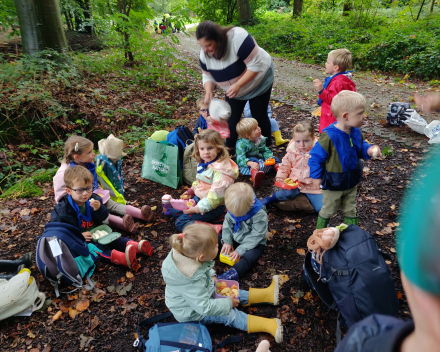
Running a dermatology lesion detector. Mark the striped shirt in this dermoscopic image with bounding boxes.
[199,27,272,97]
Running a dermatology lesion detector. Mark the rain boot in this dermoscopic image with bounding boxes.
[125,205,153,221]
[248,314,283,343]
[194,220,223,235]
[108,214,136,232]
[272,130,289,147]
[245,275,280,306]
[344,216,359,225]
[127,240,153,257]
[110,245,137,269]
[316,215,330,230]
[217,268,238,281]
[251,169,264,189]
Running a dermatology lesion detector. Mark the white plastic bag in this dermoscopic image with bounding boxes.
[403,109,428,134]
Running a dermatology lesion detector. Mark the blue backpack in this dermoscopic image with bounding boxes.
[133,312,242,352]
[167,126,194,170]
[303,225,399,342]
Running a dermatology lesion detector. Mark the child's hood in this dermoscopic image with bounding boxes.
[209,158,238,179]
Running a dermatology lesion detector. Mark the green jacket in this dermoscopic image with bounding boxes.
[162,249,232,322]
[222,207,268,256]
[235,137,273,167]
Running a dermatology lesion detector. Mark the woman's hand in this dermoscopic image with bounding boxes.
[226,82,241,99]
[220,243,234,255]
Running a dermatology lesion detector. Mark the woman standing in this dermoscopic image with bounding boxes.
[196,21,274,150]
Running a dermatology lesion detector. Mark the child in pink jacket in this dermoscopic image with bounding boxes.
[261,121,322,212]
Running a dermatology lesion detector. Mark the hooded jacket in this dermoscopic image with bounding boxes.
[50,193,109,232]
[276,138,322,194]
[162,249,232,322]
[319,75,356,133]
[309,124,371,191]
[191,158,238,214]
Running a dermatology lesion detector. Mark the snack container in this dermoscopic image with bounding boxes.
[90,225,121,244]
[220,252,237,266]
[93,189,110,204]
[214,280,240,298]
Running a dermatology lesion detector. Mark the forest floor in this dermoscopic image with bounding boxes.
[0,28,438,352]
———
Tâche à réaliser
Relevez et recopiez chaque ligne des enregistrements qui contient la chaîne « woman ». La recherche tient compte de la casse.

Réponse à la tâche
Running a dermatology lesion detector. Mark the woman's hand in this dermoscopic image with bounding boxes.
Running a dermatology lesion detector. Mark the woman standing in this dermoscopic image with bounding boxes.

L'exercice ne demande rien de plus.